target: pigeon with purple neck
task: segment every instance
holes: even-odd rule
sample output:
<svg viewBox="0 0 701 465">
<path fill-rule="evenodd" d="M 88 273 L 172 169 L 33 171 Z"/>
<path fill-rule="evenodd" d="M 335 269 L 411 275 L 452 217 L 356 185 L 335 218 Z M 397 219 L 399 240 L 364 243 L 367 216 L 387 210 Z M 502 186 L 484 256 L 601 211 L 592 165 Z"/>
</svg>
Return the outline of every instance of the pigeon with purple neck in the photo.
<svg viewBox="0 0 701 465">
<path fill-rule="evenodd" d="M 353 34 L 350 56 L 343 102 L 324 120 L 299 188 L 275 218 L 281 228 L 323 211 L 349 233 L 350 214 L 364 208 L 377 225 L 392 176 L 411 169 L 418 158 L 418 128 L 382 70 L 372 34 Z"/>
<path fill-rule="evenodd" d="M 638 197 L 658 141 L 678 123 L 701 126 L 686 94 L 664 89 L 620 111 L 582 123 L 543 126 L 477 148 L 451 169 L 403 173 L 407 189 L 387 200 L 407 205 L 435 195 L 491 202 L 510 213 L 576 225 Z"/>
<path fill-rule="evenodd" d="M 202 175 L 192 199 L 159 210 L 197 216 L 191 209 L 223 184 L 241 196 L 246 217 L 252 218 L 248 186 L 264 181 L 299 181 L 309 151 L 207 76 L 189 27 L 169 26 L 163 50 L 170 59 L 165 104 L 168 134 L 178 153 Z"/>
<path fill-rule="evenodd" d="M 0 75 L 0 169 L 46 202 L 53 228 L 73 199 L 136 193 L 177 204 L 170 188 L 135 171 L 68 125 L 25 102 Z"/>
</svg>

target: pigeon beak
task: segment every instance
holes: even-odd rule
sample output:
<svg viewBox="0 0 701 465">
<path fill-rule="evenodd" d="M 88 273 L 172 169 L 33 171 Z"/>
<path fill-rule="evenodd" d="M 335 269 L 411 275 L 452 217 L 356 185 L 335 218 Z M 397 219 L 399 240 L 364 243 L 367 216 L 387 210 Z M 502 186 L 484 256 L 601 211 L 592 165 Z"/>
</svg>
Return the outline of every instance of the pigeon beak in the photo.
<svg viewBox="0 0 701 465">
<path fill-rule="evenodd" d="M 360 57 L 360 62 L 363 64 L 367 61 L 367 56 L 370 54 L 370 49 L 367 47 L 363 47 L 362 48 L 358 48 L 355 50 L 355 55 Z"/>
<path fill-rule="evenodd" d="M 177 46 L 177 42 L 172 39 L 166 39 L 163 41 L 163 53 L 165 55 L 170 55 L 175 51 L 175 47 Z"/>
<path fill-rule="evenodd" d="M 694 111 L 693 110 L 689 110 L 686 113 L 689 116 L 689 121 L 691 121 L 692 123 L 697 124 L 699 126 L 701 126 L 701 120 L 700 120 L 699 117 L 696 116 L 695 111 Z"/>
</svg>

_Exercise goal_:
Can you copy out, character for character, the lines above from the one containing "target: pigeon beak" through the one containing "177 46 L 177", with both of those lines included?

_Solved problem_:
target: pigeon beak
task: segment every instance
holes: even-odd rule
sample output:
<svg viewBox="0 0 701 465">
<path fill-rule="evenodd" d="M 88 273 L 172 169 L 33 171 Z"/>
<path fill-rule="evenodd" d="M 335 269 L 411 275 L 452 217 L 356 185 L 335 218 Z M 397 219 L 399 240 L 364 243 L 367 216 L 387 210 Z M 502 186 L 484 256 L 601 211 L 592 165 Z"/>
</svg>
Return the outline of every instance of the pigeon beak in the photo.
<svg viewBox="0 0 701 465">
<path fill-rule="evenodd" d="M 360 57 L 360 62 L 363 64 L 367 61 L 367 56 L 370 54 L 370 49 L 367 47 L 363 47 L 362 48 L 358 48 L 355 50 L 355 55 Z"/>
<path fill-rule="evenodd" d="M 177 46 L 177 42 L 172 39 L 166 39 L 163 41 L 163 53 L 165 55 L 170 55 L 175 51 L 175 47 Z"/>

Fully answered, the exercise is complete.